# Required work
How many lines in the entries below contain the string "left"? Give only the number.

# Data for this task

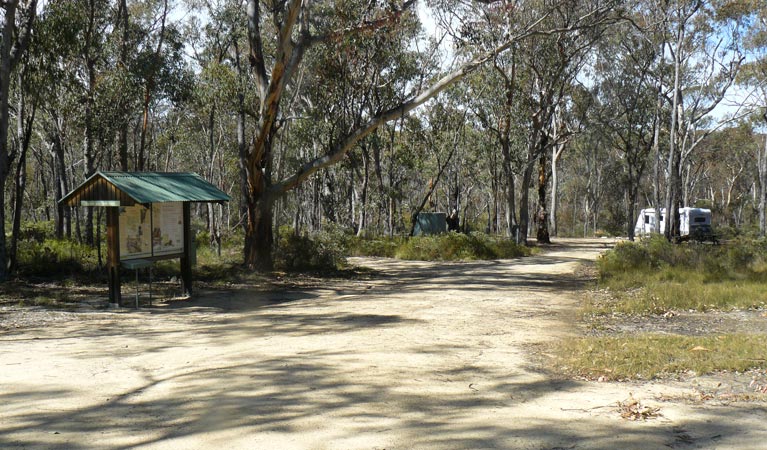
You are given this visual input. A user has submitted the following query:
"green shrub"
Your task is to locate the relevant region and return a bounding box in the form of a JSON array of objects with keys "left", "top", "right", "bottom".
[
  {"left": 17, "top": 239, "right": 100, "bottom": 275},
  {"left": 346, "top": 236, "right": 405, "bottom": 258},
  {"left": 274, "top": 228, "right": 345, "bottom": 272},
  {"left": 395, "top": 232, "right": 530, "bottom": 261},
  {"left": 597, "top": 237, "right": 767, "bottom": 313}
]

# Answer for the task
6